EXERCISE OBJECTIVE: Return the lines below exactly, starting with the line that contains "Where can you find the spectator in" and stopping after the last line.

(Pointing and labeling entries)
**********

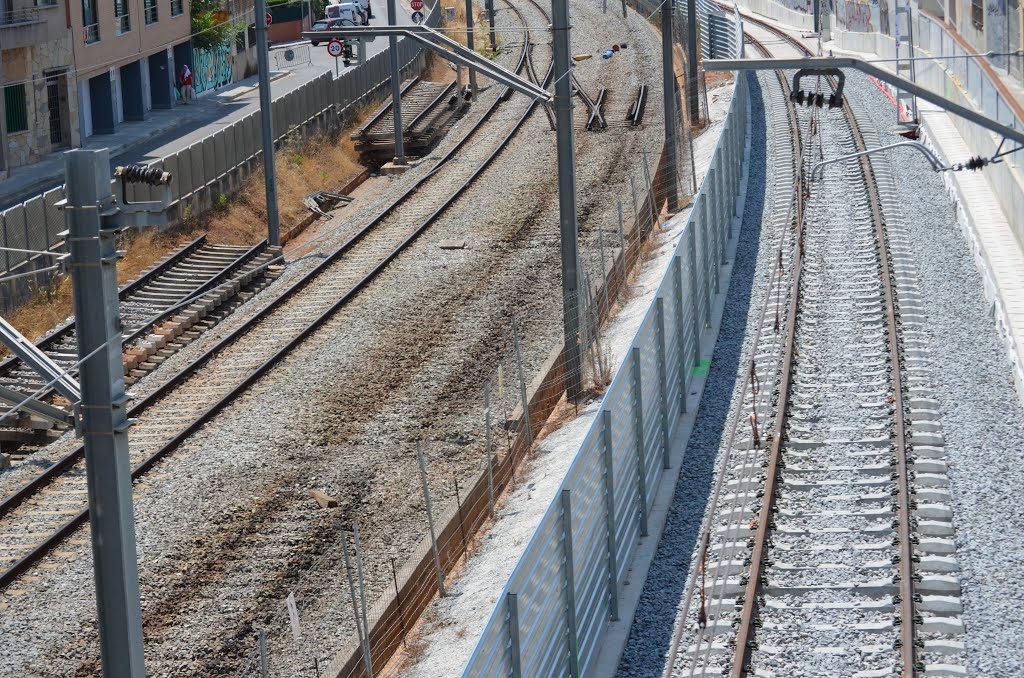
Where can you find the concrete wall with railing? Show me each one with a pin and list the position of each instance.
(215, 165)
(554, 612)
(964, 81)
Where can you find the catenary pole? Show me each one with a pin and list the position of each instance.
(266, 120)
(691, 61)
(399, 146)
(669, 90)
(566, 197)
(104, 420)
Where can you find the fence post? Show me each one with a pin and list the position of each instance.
(397, 599)
(522, 387)
(512, 603)
(570, 623)
(363, 586)
(724, 212)
(713, 216)
(677, 265)
(262, 654)
(638, 420)
(708, 260)
(650, 189)
(368, 663)
(430, 517)
(609, 516)
(491, 466)
(663, 369)
(622, 234)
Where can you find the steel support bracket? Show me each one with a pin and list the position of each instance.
(441, 45)
(871, 70)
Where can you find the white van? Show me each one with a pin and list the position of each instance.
(346, 11)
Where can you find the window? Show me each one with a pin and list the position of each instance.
(17, 112)
(90, 26)
(122, 18)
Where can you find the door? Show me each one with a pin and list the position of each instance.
(59, 113)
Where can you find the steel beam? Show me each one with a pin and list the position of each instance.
(871, 70)
(435, 42)
(40, 363)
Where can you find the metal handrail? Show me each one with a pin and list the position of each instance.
(10, 17)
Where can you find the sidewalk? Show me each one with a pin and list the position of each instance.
(167, 131)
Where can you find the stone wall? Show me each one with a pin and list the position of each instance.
(32, 66)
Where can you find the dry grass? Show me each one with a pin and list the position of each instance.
(316, 164)
(321, 163)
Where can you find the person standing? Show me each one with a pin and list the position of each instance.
(187, 90)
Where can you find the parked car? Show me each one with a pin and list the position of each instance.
(350, 11)
(325, 25)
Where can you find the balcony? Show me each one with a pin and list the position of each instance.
(90, 34)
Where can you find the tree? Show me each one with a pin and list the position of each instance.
(211, 27)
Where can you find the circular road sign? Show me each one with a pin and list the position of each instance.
(335, 47)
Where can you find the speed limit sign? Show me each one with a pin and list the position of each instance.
(335, 47)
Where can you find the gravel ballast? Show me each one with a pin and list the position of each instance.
(225, 525)
(981, 414)
(650, 634)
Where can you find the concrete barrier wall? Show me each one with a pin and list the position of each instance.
(216, 165)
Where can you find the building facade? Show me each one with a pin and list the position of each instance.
(127, 55)
(39, 106)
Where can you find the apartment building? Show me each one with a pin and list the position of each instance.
(38, 107)
(127, 55)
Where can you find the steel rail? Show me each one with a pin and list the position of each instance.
(123, 294)
(739, 421)
(430, 107)
(595, 113)
(747, 630)
(370, 124)
(37, 483)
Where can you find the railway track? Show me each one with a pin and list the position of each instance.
(196, 269)
(44, 511)
(807, 561)
(428, 109)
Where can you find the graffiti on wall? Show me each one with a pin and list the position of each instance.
(213, 68)
(856, 16)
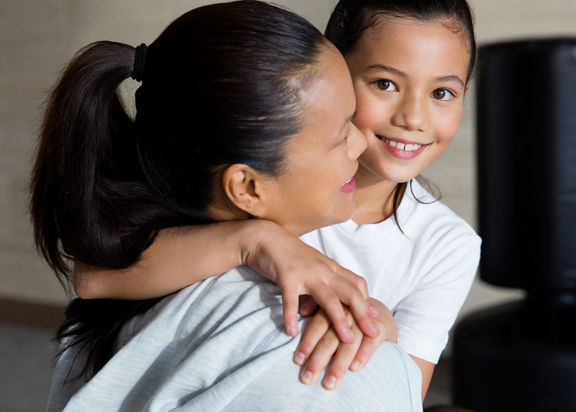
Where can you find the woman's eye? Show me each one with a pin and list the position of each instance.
(442, 94)
(385, 85)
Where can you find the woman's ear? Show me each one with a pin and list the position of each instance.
(244, 188)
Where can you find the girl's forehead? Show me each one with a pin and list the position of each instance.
(399, 32)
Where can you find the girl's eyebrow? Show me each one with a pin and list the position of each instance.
(400, 73)
(389, 69)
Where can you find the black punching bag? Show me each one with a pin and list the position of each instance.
(521, 356)
(526, 139)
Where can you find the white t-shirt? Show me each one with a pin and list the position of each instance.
(423, 275)
(220, 345)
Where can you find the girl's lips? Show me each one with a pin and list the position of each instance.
(400, 149)
(349, 186)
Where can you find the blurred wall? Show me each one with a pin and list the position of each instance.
(37, 37)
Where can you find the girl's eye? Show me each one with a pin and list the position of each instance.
(442, 94)
(385, 85)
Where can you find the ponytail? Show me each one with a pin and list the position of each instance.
(73, 198)
(88, 193)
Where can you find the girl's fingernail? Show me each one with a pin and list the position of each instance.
(299, 358)
(330, 382)
(292, 328)
(347, 334)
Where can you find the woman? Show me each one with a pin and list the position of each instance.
(243, 111)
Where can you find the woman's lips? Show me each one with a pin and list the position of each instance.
(349, 186)
(402, 150)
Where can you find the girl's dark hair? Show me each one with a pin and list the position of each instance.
(351, 18)
(221, 85)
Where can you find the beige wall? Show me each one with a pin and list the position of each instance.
(38, 36)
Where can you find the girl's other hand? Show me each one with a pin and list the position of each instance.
(320, 345)
(299, 269)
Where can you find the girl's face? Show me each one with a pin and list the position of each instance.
(409, 77)
(316, 189)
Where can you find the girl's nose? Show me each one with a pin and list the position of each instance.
(411, 113)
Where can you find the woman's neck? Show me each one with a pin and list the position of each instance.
(373, 197)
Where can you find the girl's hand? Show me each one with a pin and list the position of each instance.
(299, 270)
(319, 345)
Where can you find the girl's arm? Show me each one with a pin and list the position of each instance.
(182, 256)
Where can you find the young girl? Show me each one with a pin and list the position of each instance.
(225, 129)
(411, 61)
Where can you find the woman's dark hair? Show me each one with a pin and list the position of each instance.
(351, 18)
(221, 85)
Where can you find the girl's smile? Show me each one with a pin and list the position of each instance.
(402, 149)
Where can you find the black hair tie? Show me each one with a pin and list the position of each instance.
(139, 62)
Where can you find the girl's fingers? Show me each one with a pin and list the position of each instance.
(290, 311)
(341, 362)
(362, 309)
(320, 357)
(365, 352)
(331, 303)
(314, 331)
(308, 306)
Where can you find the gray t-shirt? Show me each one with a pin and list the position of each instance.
(220, 345)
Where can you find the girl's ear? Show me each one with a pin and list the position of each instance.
(244, 187)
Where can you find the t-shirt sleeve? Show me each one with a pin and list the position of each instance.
(426, 315)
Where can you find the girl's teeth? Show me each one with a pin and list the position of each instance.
(402, 146)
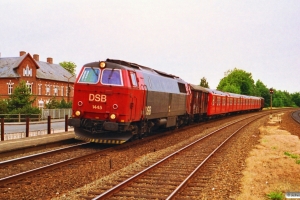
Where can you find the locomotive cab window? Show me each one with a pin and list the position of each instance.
(111, 77)
(133, 79)
(89, 75)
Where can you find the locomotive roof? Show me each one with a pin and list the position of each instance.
(141, 67)
(199, 88)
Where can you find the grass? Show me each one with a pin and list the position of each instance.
(275, 195)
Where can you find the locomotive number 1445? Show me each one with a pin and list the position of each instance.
(97, 97)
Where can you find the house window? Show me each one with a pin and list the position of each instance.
(27, 71)
(55, 90)
(41, 104)
(40, 89)
(48, 89)
(10, 87)
(29, 86)
(67, 90)
(62, 90)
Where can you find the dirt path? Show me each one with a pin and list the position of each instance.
(274, 164)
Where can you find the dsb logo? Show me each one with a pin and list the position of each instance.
(97, 97)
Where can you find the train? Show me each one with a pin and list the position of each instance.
(116, 101)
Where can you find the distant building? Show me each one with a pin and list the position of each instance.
(44, 79)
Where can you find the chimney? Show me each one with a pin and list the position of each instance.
(36, 57)
(50, 60)
(22, 53)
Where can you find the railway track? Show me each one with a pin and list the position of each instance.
(41, 162)
(166, 178)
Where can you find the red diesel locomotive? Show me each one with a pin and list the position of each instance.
(115, 101)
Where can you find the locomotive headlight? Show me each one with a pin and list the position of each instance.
(102, 65)
(112, 116)
(77, 113)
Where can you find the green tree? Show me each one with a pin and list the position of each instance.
(55, 104)
(296, 98)
(204, 83)
(237, 80)
(70, 66)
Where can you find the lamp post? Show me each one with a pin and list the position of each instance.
(69, 87)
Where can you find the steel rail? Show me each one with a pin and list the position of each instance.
(119, 186)
(23, 175)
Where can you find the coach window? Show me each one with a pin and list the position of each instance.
(89, 75)
(133, 79)
(111, 77)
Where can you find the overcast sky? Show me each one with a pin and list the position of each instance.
(188, 38)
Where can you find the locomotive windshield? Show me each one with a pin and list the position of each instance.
(111, 77)
(89, 75)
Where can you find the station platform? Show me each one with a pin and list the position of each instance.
(34, 141)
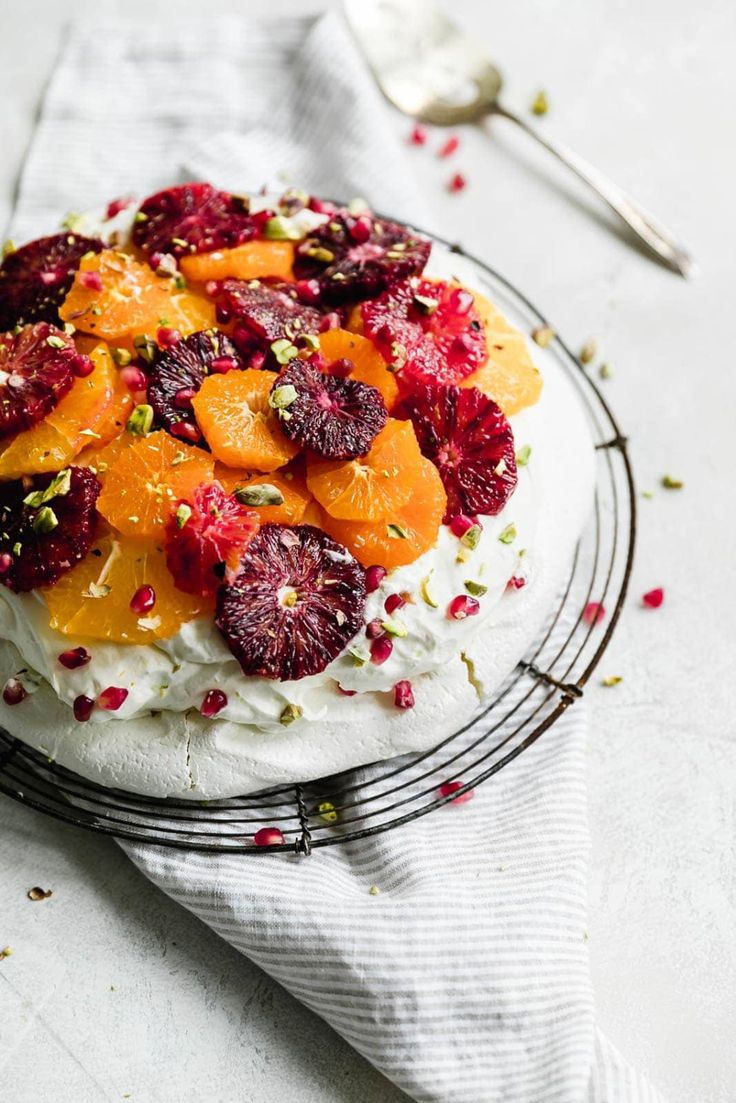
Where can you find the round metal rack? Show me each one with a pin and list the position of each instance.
(375, 799)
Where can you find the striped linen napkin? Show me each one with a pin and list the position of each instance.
(465, 978)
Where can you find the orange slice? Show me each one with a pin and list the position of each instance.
(146, 480)
(73, 424)
(403, 536)
(371, 488)
(370, 365)
(291, 486)
(509, 376)
(93, 600)
(252, 260)
(238, 425)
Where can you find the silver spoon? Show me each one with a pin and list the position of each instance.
(433, 71)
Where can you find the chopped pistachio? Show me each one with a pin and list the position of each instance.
(121, 356)
(540, 104)
(44, 522)
(543, 335)
(471, 537)
(477, 589)
(141, 420)
(426, 596)
(182, 515)
(259, 494)
(97, 590)
(280, 229)
(588, 351)
(396, 532)
(57, 488)
(289, 714)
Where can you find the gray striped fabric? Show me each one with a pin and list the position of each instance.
(465, 980)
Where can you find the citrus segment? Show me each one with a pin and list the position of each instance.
(238, 425)
(146, 480)
(93, 600)
(373, 486)
(64, 432)
(290, 485)
(369, 364)
(509, 376)
(405, 534)
(252, 260)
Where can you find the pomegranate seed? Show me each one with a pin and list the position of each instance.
(374, 629)
(214, 702)
(460, 523)
(374, 577)
(461, 607)
(403, 695)
(83, 707)
(308, 291)
(268, 836)
(142, 600)
(343, 367)
(381, 650)
(117, 205)
(93, 281)
(167, 336)
(75, 657)
(361, 229)
(594, 612)
(112, 698)
(14, 692)
(185, 430)
(82, 366)
(223, 364)
(183, 398)
(134, 377)
(451, 786)
(393, 602)
(515, 582)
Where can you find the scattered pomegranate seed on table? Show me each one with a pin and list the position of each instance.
(14, 692)
(74, 657)
(112, 698)
(268, 836)
(142, 600)
(83, 707)
(594, 612)
(214, 702)
(449, 147)
(451, 786)
(403, 695)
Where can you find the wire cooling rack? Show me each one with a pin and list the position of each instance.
(376, 799)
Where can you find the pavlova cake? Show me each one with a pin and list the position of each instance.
(281, 493)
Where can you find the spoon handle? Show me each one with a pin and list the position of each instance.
(659, 239)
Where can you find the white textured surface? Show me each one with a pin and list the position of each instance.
(642, 92)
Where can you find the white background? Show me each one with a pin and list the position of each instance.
(113, 988)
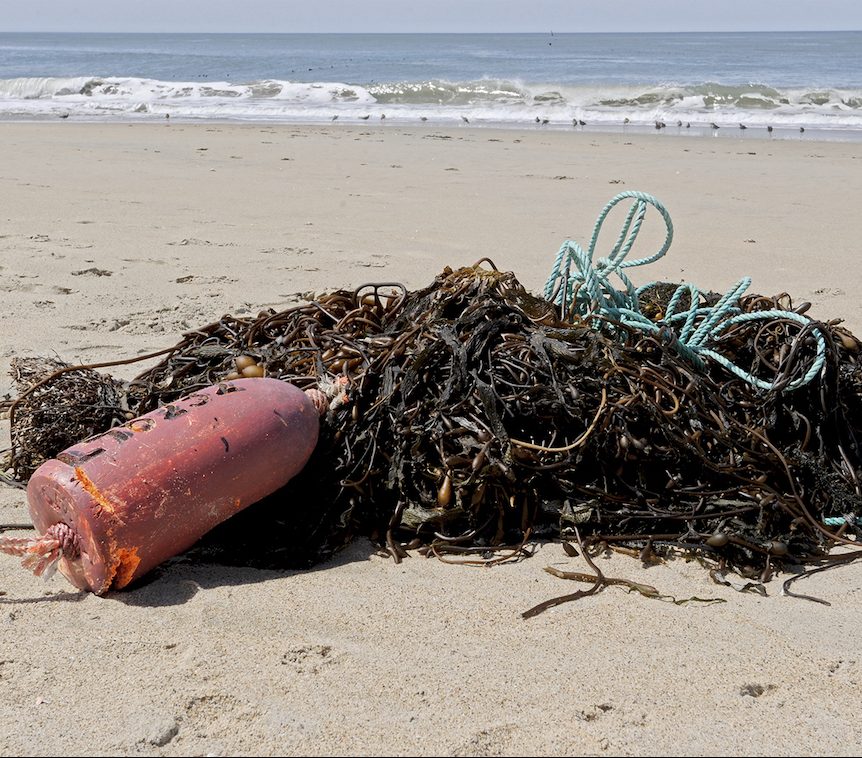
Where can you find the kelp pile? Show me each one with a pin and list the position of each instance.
(468, 418)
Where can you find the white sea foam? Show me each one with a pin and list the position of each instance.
(484, 101)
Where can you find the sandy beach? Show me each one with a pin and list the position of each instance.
(116, 238)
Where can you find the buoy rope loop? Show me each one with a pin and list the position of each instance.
(581, 287)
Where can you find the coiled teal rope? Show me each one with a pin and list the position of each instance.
(581, 286)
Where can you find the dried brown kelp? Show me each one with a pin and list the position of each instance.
(61, 408)
(467, 417)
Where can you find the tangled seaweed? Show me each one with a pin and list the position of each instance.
(473, 418)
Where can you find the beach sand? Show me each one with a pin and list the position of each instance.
(114, 239)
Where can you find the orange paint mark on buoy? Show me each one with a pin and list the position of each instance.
(128, 561)
(93, 492)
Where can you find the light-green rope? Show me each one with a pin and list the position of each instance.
(580, 286)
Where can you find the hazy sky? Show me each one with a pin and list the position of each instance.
(427, 15)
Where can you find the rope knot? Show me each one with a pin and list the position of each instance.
(42, 555)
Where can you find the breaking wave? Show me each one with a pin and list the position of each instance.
(482, 101)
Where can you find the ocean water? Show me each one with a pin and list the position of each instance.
(790, 81)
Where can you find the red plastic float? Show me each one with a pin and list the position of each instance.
(113, 507)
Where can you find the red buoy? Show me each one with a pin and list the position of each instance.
(116, 505)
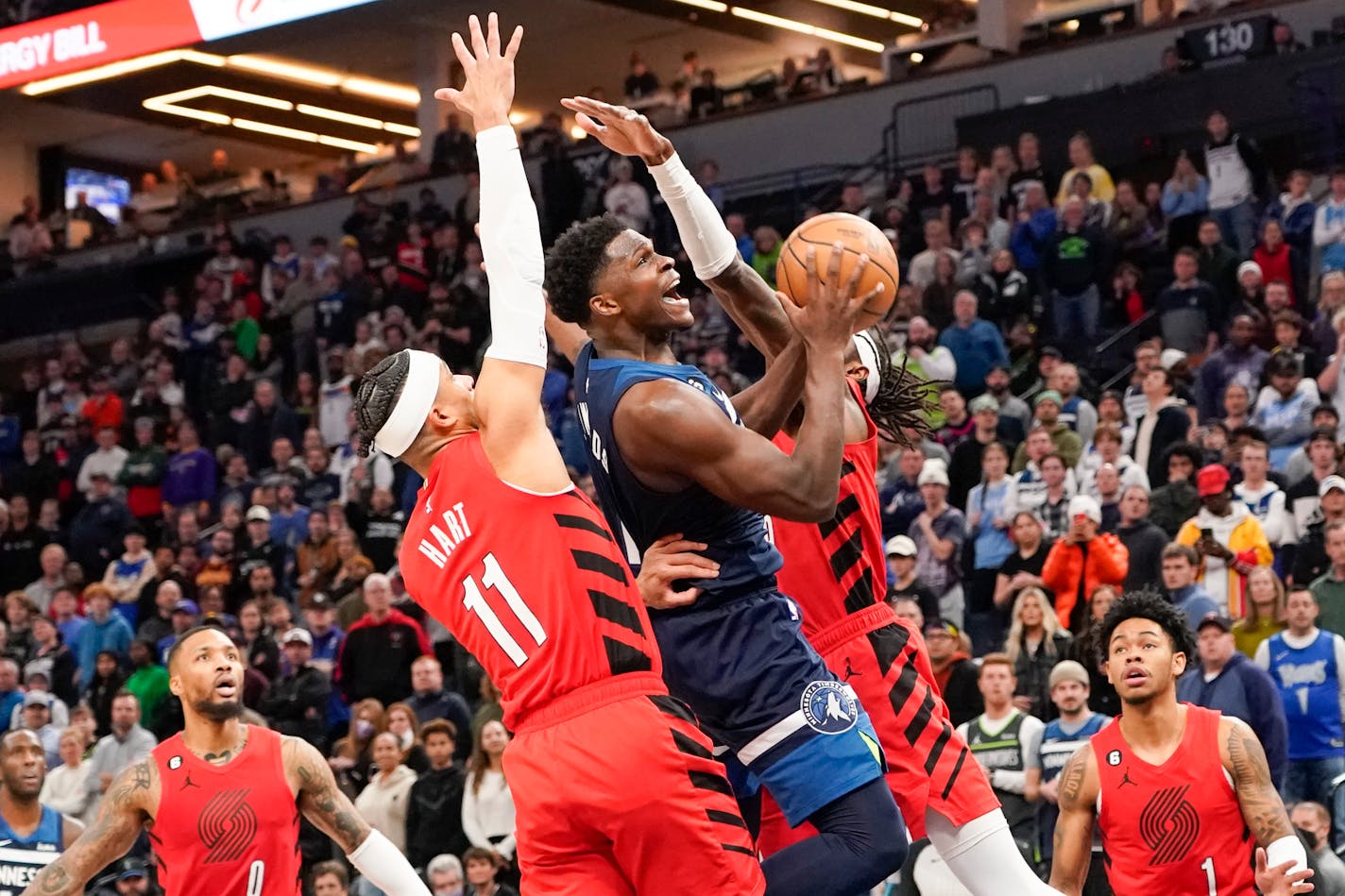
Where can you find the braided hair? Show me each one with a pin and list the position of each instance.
(903, 401)
(376, 396)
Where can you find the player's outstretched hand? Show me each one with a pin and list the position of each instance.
(621, 129)
(488, 89)
(668, 560)
(1278, 882)
(827, 320)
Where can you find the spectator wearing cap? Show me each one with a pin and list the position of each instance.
(1081, 560)
(1181, 572)
(1304, 662)
(1062, 737)
(1329, 588)
(1228, 537)
(1303, 498)
(954, 671)
(903, 580)
(1233, 684)
(974, 342)
(939, 533)
(1287, 416)
(108, 459)
(148, 681)
(296, 702)
(129, 572)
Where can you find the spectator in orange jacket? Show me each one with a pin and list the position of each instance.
(1081, 560)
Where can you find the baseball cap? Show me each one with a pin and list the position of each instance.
(932, 474)
(298, 635)
(901, 547)
(983, 402)
(1212, 479)
(37, 699)
(1085, 506)
(1217, 619)
(1068, 670)
(1329, 483)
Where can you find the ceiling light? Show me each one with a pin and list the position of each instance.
(345, 117)
(100, 73)
(354, 145)
(399, 93)
(287, 70)
(877, 12)
(802, 27)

**********

CORRECT OUTPUT:
Where can you find the spectator in orange jacket? Show me each one with a pin and list the position of each instance.
(1081, 560)
Where can you find the baseball cap? Show me each one with a pin and list the position of each instance.
(932, 474)
(298, 635)
(901, 547)
(983, 402)
(1212, 479)
(37, 699)
(1085, 506)
(1217, 619)
(1068, 670)
(1329, 483)
Where can you find the ceiling light? Show me each one with a pin and list the position of each instance.
(345, 117)
(100, 73)
(354, 145)
(399, 93)
(287, 70)
(877, 12)
(802, 27)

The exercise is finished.